-- The task --
Give every line of the listing below as a numbered list, skipping blank lines and leaving out the pictures.

*** Provided information

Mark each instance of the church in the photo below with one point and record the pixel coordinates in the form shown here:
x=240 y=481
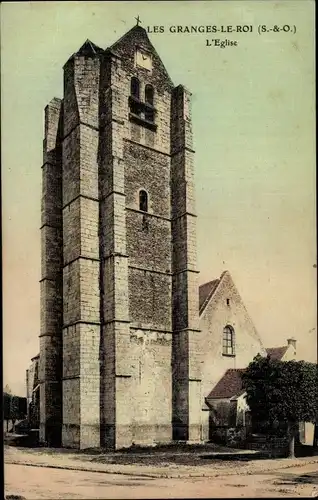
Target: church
x=130 y=345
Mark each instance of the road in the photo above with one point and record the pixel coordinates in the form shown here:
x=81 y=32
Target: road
x=46 y=483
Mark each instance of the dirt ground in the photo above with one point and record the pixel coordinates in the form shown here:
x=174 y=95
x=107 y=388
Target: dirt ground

******

-- Exercise result --
1. Mark each instance of the church in the photo below with one point and record the pixel coordinates in the form shown here:
2. x=240 y=481
3. Target: church
4. x=130 y=345
5. Mark each instance of the road in the photo above with one point and record the pixel coordinates in the form shown here:
6. x=81 y=32
7. Target: road
8. x=46 y=483
9. Mark each instance of the dirt ground in the photo above with one point and record the pixel coordinates in the form shown here:
10. x=174 y=95
11. x=107 y=388
12. Target: dirt ground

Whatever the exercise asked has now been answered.